Stored dataset items
● ● ● ●

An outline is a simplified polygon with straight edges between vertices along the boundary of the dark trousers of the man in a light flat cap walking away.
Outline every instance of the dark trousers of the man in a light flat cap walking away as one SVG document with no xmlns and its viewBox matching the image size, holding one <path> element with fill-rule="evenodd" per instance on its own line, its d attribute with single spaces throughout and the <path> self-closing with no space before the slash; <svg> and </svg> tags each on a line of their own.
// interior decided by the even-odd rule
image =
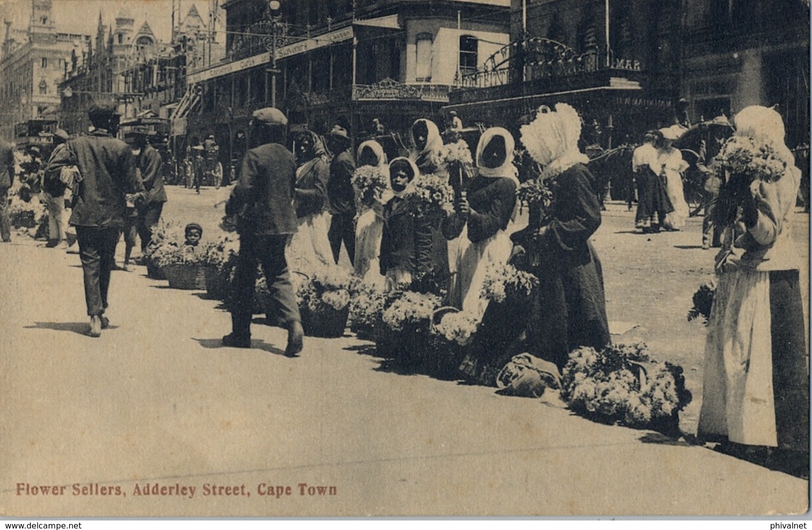
<svg viewBox="0 0 812 530">
<path fill-rule="evenodd" d="M 231 324 L 235 337 L 251 337 L 254 283 L 257 263 L 262 266 L 270 291 L 268 324 L 287 328 L 300 322 L 299 304 L 287 271 L 285 247 L 287 235 L 255 236 L 240 234 L 240 256 L 234 273 L 234 298 L 231 300 Z"/>
</svg>

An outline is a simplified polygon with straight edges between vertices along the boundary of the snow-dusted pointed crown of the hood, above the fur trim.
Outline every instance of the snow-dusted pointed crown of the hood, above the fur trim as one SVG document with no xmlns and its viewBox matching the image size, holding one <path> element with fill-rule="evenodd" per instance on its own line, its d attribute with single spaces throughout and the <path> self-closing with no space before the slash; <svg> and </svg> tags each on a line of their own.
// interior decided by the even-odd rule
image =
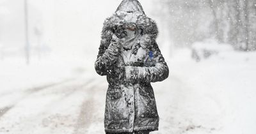
<svg viewBox="0 0 256 134">
<path fill-rule="evenodd" d="M 126 13 L 141 13 L 145 15 L 145 12 L 137 0 L 123 0 L 122 3 L 116 9 L 116 12 L 122 11 Z"/>
</svg>

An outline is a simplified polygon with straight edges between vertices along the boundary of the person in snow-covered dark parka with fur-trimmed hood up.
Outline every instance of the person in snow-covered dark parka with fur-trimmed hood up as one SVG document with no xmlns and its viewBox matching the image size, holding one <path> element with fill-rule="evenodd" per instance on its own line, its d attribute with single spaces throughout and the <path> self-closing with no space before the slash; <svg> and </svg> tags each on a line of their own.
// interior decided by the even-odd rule
<svg viewBox="0 0 256 134">
<path fill-rule="evenodd" d="M 159 115 L 150 82 L 166 79 L 169 70 L 157 46 L 156 22 L 137 0 L 124 0 L 106 19 L 95 70 L 106 75 L 106 133 L 158 130 Z"/>
</svg>

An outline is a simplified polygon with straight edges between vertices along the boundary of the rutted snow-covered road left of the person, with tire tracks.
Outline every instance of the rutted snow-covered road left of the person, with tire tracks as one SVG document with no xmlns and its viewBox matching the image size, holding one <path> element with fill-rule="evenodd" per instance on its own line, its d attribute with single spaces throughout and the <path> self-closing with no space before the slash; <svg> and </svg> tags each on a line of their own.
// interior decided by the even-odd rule
<svg viewBox="0 0 256 134">
<path fill-rule="evenodd" d="M 1 99 L 16 97 L 9 100 L 11 105 L 0 108 L 0 133 L 77 134 L 89 133 L 91 125 L 103 128 L 106 85 L 102 83 L 78 78 L 4 94 Z"/>
</svg>

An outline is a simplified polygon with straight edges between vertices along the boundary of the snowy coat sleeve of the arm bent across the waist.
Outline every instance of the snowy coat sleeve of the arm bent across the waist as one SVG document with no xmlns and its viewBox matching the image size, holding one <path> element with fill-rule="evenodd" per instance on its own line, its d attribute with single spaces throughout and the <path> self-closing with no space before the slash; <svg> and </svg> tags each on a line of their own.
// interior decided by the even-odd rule
<svg viewBox="0 0 256 134">
<path fill-rule="evenodd" d="M 127 80 L 159 82 L 168 78 L 169 69 L 156 42 L 154 43 L 152 52 L 152 62 L 154 63 L 153 66 L 125 66 L 125 78 Z"/>
</svg>

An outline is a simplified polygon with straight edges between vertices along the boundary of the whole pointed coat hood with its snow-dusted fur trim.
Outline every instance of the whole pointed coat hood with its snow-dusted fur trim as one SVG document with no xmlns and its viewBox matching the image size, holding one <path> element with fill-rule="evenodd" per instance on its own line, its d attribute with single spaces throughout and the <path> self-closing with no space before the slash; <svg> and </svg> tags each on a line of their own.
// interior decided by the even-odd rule
<svg viewBox="0 0 256 134">
<path fill-rule="evenodd" d="M 104 22 L 104 31 L 115 31 L 118 26 L 135 24 L 141 29 L 141 34 L 148 34 L 152 40 L 156 40 L 158 29 L 156 22 L 145 15 L 143 8 L 137 0 L 124 0 L 118 6 L 115 13 Z"/>
</svg>

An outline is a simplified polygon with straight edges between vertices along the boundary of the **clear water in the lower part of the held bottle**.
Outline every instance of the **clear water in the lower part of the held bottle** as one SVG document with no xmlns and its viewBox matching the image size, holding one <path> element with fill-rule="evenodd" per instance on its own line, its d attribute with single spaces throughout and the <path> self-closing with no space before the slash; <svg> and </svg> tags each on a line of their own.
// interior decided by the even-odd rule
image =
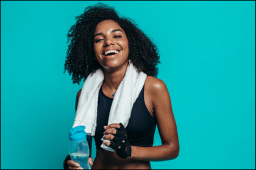
<svg viewBox="0 0 256 170">
<path fill-rule="evenodd" d="M 80 167 L 84 169 L 91 169 L 88 163 L 89 154 L 85 153 L 73 153 L 70 154 L 71 160 L 78 163 Z"/>
</svg>

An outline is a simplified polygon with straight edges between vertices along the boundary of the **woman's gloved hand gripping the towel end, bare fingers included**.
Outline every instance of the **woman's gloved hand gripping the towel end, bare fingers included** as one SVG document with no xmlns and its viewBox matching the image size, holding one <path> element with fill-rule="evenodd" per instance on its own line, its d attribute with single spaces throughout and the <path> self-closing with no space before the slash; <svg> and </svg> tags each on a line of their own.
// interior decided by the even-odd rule
<svg viewBox="0 0 256 170">
<path fill-rule="evenodd" d="M 114 128 L 114 129 L 113 129 Z M 122 123 L 113 123 L 108 126 L 104 126 L 104 140 L 112 141 L 103 143 L 112 149 L 116 150 L 116 155 L 121 158 L 127 158 L 131 156 L 132 148 L 128 142 L 128 136 L 126 128 Z"/>
</svg>

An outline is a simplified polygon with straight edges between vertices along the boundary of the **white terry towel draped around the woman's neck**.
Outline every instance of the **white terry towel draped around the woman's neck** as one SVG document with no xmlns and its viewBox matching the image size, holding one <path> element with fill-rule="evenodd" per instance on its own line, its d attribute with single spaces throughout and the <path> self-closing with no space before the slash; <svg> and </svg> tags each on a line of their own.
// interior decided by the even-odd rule
<svg viewBox="0 0 256 170">
<path fill-rule="evenodd" d="M 144 72 L 138 73 L 129 60 L 126 75 L 119 84 L 113 98 L 107 125 L 122 123 L 124 127 L 127 126 L 133 104 L 144 86 L 146 77 L 147 75 Z M 87 135 L 94 136 L 95 134 L 99 89 L 103 81 L 104 73 L 101 69 L 98 69 L 93 75 L 90 74 L 85 80 L 79 97 L 73 127 L 84 125 Z M 101 148 L 113 152 L 113 149 L 104 143 L 101 144 Z"/>
</svg>

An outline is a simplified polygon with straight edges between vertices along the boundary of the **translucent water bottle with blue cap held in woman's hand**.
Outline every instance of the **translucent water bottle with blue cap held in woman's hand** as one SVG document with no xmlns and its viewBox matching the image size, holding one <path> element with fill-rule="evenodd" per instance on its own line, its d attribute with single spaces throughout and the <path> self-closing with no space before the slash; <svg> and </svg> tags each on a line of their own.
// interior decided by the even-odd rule
<svg viewBox="0 0 256 170">
<path fill-rule="evenodd" d="M 90 149 L 86 140 L 85 126 L 76 126 L 69 131 L 69 155 L 72 161 L 79 163 L 84 169 L 91 169 L 89 165 Z"/>
</svg>

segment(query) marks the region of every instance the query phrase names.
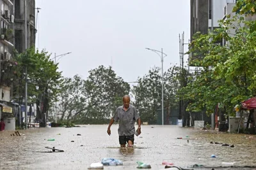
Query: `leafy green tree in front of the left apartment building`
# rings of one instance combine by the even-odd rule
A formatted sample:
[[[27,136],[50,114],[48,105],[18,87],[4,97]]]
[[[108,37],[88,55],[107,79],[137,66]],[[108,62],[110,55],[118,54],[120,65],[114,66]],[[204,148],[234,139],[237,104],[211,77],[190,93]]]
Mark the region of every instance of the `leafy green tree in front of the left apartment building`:
[[[14,99],[22,103],[25,97],[25,80],[28,82],[28,103],[36,103],[38,120],[44,126],[44,113],[48,116],[49,108],[56,101],[57,85],[60,83],[61,73],[58,65],[50,60],[50,55],[42,50],[29,48],[26,52],[15,54],[14,60],[18,65],[15,72],[19,82],[14,85]],[[27,74],[26,74],[27,72]]]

● ● ● ●

:: WHAT THE TASK ASKS ::
Quote only what lies between the first line of the records and the line containing "the fur trim.", please, including both lines and excluding images.

:: ANSWER AREA ::
An outline is a simplified polygon with straight edges between vertices along the boundary of the dark trousers of the man in a light flat cap walking away.
Outline every instance of the dark trousers of the man in a light flat cap walking away as one SVG document with no xmlns and its viewBox matching the image size, holding one <path> element with fill-rule="evenodd" per instance on its own line, its d attribute with single spaces throughout and the <path> self-closing with no space before the slash; <svg> and </svg> tags each on a line of their own.
// interior decided by the even-odd rule
image =
<svg viewBox="0 0 812 530">
<path fill-rule="evenodd" d="M 231 324 L 235 337 L 251 337 L 254 283 L 257 263 L 262 266 L 270 291 L 268 324 L 287 328 L 300 322 L 299 304 L 287 271 L 285 247 L 287 235 L 255 236 L 240 234 L 240 256 L 234 273 L 234 298 L 231 300 Z"/>
</svg>

An outline is a simplified polygon with straight edges between vertices along the boundary of the snow-dusted pointed crown of the hood, above the fur trim.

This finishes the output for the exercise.